### BRIEF:
Set down the material below in full, matching it exactly.

### EXCERPTED DATA:
--- Start ---
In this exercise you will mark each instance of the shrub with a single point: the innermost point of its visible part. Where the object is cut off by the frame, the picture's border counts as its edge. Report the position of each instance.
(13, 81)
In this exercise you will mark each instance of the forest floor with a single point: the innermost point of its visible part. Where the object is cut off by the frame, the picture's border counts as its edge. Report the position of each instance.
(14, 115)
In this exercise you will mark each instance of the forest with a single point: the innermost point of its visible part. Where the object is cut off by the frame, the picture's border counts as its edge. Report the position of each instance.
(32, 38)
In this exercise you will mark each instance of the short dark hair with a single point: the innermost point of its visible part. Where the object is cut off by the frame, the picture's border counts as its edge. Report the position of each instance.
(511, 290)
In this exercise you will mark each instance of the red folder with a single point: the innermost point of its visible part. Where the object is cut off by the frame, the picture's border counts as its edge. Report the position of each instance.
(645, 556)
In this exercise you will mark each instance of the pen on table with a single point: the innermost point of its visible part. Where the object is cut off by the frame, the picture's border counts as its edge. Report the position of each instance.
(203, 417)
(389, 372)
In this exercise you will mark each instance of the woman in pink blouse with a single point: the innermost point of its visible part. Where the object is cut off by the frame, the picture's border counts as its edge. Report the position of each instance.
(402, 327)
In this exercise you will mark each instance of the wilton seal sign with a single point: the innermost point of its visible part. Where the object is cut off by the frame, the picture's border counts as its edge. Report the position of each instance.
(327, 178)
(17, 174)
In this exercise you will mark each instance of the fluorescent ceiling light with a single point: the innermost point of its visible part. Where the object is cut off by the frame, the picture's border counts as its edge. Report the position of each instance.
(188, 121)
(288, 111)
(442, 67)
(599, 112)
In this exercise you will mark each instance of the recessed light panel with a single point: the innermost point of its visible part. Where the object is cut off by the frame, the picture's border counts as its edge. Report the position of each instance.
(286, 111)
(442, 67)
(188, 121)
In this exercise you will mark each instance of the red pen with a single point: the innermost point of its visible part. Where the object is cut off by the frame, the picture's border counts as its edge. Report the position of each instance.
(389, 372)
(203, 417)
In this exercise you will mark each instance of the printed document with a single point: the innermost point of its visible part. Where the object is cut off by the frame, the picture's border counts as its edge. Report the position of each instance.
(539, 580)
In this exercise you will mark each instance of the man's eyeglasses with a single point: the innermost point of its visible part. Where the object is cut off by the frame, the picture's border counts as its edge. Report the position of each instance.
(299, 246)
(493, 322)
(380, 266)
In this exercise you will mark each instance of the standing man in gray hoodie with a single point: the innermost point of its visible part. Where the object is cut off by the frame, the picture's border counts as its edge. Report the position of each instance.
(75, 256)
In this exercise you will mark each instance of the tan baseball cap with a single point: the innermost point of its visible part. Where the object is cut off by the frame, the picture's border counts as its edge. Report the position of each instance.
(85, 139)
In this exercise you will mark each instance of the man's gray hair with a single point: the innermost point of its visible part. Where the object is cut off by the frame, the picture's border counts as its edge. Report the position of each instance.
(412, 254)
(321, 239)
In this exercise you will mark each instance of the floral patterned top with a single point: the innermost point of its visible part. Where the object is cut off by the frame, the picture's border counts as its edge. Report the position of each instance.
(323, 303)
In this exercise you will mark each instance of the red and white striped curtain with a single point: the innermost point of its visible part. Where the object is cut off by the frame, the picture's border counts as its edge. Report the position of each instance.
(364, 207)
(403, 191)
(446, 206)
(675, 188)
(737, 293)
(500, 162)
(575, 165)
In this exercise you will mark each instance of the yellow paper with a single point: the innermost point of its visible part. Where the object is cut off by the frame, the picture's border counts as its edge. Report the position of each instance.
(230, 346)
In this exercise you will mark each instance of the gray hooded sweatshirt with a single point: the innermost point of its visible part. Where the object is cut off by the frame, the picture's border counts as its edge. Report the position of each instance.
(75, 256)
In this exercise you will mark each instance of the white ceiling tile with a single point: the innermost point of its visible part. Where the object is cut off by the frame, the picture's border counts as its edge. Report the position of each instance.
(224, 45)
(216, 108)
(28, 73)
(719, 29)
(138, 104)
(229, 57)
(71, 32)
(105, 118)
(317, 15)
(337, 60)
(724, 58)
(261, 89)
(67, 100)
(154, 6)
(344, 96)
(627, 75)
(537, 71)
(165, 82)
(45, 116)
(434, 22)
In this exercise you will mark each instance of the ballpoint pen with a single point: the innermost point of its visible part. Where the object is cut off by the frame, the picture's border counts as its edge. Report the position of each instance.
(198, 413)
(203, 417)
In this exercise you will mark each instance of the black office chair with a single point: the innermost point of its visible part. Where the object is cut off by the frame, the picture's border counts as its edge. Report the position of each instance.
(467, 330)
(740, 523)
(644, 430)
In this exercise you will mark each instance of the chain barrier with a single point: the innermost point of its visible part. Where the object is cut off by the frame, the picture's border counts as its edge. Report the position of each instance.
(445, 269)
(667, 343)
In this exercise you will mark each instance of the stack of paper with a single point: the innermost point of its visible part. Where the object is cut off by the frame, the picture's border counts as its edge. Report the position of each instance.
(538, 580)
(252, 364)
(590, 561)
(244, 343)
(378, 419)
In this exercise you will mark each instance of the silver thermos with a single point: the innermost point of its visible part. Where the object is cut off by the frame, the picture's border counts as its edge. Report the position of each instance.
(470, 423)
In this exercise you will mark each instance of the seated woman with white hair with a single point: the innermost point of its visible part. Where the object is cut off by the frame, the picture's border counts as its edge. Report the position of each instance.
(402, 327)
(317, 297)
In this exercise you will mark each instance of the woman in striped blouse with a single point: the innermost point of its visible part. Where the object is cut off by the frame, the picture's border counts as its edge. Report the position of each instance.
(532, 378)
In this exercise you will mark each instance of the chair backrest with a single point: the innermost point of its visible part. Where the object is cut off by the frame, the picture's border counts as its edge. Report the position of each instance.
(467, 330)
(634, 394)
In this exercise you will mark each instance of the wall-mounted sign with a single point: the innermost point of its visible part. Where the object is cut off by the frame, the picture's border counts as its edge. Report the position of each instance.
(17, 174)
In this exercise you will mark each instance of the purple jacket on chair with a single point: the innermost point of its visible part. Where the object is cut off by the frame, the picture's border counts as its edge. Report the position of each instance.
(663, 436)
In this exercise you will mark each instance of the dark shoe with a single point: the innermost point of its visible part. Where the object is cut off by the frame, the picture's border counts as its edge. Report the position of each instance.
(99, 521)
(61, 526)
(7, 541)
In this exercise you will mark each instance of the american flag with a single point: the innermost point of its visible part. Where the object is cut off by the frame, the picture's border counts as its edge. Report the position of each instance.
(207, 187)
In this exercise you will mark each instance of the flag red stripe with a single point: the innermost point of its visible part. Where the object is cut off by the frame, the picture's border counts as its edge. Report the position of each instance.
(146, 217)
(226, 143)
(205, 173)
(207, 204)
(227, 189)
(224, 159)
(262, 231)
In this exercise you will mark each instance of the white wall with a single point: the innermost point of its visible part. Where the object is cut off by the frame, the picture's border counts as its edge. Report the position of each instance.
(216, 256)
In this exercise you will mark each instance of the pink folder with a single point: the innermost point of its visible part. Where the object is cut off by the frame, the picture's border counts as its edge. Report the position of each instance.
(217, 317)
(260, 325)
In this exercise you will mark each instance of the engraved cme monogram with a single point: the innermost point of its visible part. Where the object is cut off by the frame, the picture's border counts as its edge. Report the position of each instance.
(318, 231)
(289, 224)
--- End ---
### TASK RESPONSE:
In this exercise you will mark each instance of the shrub with a single point: the innermost point of its visible part. Where the object is cut off by the frame, the picture's border counts as its edge. Report the position of each instance.
(13, 81)
In this exercise you will mark each instance of the forest floor with a single point: the innermost point of its visible part. Where the object is cut off by the frame, the picture's border counts as its edge. Report the position of each instance.
(14, 115)
In this exercise you will mark each instance of the forest with a single point: the innermost point of its visible part. Where the object is cut off by the frame, the picture's border counts as its edge. Report the position of each instance.
(32, 38)
In this exercise you will mark each instance of the short dark hair with a single point: the innermost point of its visible part. Where the object is cut off by the frame, the picture's border counts as its edge. Report the position of each instance.
(511, 290)
In this exercise you will mark each instance of the red folder with a single point: the innermost point of its visible part. Where the object is cut off by the frame, the picture's border counts as its edge. Report the position of each instance.
(645, 556)
In this exercise you will mark each instance of the pen on table with a single point: the innermost point of its visible part. Where the object is cut off by the frame, the picture's border counts as its edge. Report the position of each instance.
(203, 417)
(389, 372)
In this exercise you will mark each instance of the woman in pink blouse with a single point: the innermost point of its visible part. Where the object is cut off by the frame, the picture's border counts as its edge. Report the position of each instance.
(402, 327)
In this exercise you will mark each instance of the wilton seal sign with a single point: the innermost point of its visible part. Where the object is cut off by the frame, the picture's border counts as its edge. Report the position of each instance.
(327, 178)
(17, 174)
In this exercise you will mark each instance of the fluorescent ceiling light with a single point: the innermost point of its visible part. Where the object is cut off by the frame, the picture's border counts as its edge. Report the position of each instance.
(188, 121)
(288, 111)
(442, 67)
(599, 112)
In this exercise you will mark each instance of the recessed light panel with a single point: the innermost point of its visible part. Where the object is cut off by the frame, the picture's border counts as its edge. Report the position of each instance.
(286, 111)
(442, 67)
(188, 121)
In this exercise you will mark each instance of the red pen with a single point: the innermost point of its visible part. Where the object is cut off by the frame, the picture's border counts as its edge. Report the position of each instance.
(389, 372)
(203, 417)
In this exercise you will mark each instance of the printed document with a single point: the innermost point of its visible part. Where the object is cut off by the frame, the picture's border counts as its edge. Report the position of each instance.
(539, 580)
In this exercise you will mark each instance of the man's eyeglasses with a single point: the innermost point of its visible part. Where the object is cut off by the frame, the picture's border counts as its edge. Report the position of each instance.
(299, 246)
(493, 322)
(380, 266)
In this exercise you will mark each instance of the standing man in gray hoodie with a single point: the innermost point of its visible part. Where the object is cut off by the frame, the picture's border counts as its edge. Report the position of each instance.
(75, 256)
In this exercise you will mark each instance of the tan baseball cap with a single point: the innermost point of its visible part. Where the object is cut off by the frame, the picture's border counts as its edge. Report the position of each instance.
(85, 139)
In this exercise you will mark each instance of the man's gray hair with a single point: the innermost point of its visible part. Where the object is cut off by the frame, the picture's border counts as its edge. Report the position of each instance.
(412, 254)
(321, 239)
In this exercise you will mark each instance of the floral patterned top with a single point: the innermost point of its visible part. Where the object is cut off by the frame, the picture's border counts as its edge. Report the position of each instance.
(323, 303)
In this exercise you will mark each instance of the red and white striped curtain with a single point: the innermost point of its visible part. Where the object is cut off by the frame, the picture's border counts as its edge. Report the position of each instance.
(364, 207)
(403, 191)
(446, 206)
(675, 188)
(737, 293)
(500, 162)
(575, 165)
In this exercise you will mark each instance of the yellow paper with a single point: the innermost point of its visible part. Where the object is cut off by the frame, the picture's border counts as its edge. Report the position of each instance.
(230, 346)
In this exercise you will mark each instance of the gray hooded sweatshirt with a single point: the innermost point of its visible part. Where the object is cut off by the frame, the picture's border counts as its edge. Report the position of each instance.
(75, 256)
In this exercise you will mark each instance of the white ceiling tile with a single point: the innermost point of its visible part. Where the object is cut off by the frame, the picture's border counts as its edge. Report the position of each instance.
(224, 45)
(216, 108)
(28, 73)
(719, 29)
(138, 104)
(229, 57)
(71, 32)
(105, 118)
(317, 15)
(337, 60)
(724, 58)
(261, 89)
(67, 100)
(154, 6)
(344, 96)
(627, 75)
(537, 71)
(165, 82)
(45, 116)
(434, 22)
In this exercise you will mark each instance of the ballpoint pen with a single point: the innermost point of its visible part. Where the object is cut off by the frame, the picture's border counts as its edge. Report the position of each instance.
(198, 413)
(203, 417)
In this exercise you will mark each instance of the black office chair with a single point: the innermost point of its visible part. Where the object is cut off by the frame, the picture's border counts as its edge. Report the position of each instance.
(467, 330)
(740, 523)
(644, 430)
In this exercise you will mark each instance of the chain barrier with a single point: the innermost point of its visible part. Where the object is cut off by the frame, the picture's border counts as its edge. Report the position of each instance.
(445, 269)
(667, 343)
In this exercise you will mark each instance of the stack of paper with a single point: the innermost point of its visible part. Where the object is cut off by the frame, the picture's border counts as its edge. Report the position of each instance.
(538, 580)
(252, 364)
(590, 561)
(244, 343)
(378, 419)
In this exercise you will mark each instance of the silver thermos with a single point: the innermost point of its visible part. Where the object is cut off by the frame, the picture's border counts as its edge. Report the position of each instance.
(470, 423)
In this exercise you will mark each instance of the seated woman with white hair with a single point: the innermost point of its visible part. Where the object is cut off by the frame, the picture's border counts as its edge. Report the position of each instance.
(402, 327)
(317, 297)
In this exercise you will mark each instance of the woman in striped blouse with a single point: the innermost point of its visible part. Where the object is cut off by the frame, the picture's border counts as its edge. Report the position of each instance.
(532, 378)
In this exercise you will mark each instance of the chair backrest with a single point: the innermost point of its visible part. Where the object is cut off by the frame, the picture's border counts as its edge. Report the position of each instance.
(467, 330)
(634, 394)
In this exercise you will mark each instance of the wall-mounted sign with a single point: the innermost point of its visible part. Where the object is cut off by the frame, the picture's border counts as its edge. Report the position of each instance.
(17, 174)
In this exercise you will mark each instance of the purple jacket on chair with a single point: the innermost point of its visible part. Where the object is cut off by the frame, the picture's border counts as its edge. Report the position of each instance.
(663, 436)
In this exercise you will mark each instance of the dark shoe with a single point: the innermost point of its visible part. Where the object is cut off by the frame, the picture's border counts as its edge. Report the position of each instance.
(99, 521)
(61, 526)
(7, 541)
In this exercise you will mark each instance of the american flag with a single point: the innermost point of its visible part. Where the object is cut off by the frame, the picture's border counts as its edge. Report the position of each instance.
(207, 187)
In this exercise you will mark each instance of the flag red stripe with a single point: the innermost point of its visible part. Where the object is cut off by the frame, the picture's border counts as its edge. Report the position of each instance.
(146, 217)
(226, 143)
(205, 173)
(207, 204)
(227, 189)
(224, 159)
(262, 231)
In this exercise you will mark each instance of the white wall with a single point: the innermost point of its visible part. Where the object is cut off by the frame, the picture's border counts as its edge. Report the position of each instance.
(216, 256)
In this exercise you will mark each instance of the pink folder with a single point: the innermost point of its visible part. Where the object is cut off by the frame, the picture's border counts as its edge. Report the position of each instance.
(217, 317)
(260, 325)
In this exercise you will mark each instance of the engraved cme monogram with a single point: the innermost point of its visible part. Where the object is cut off by the frame, the picture's border counts as its edge. Report the position of each instance.
(318, 231)
(289, 224)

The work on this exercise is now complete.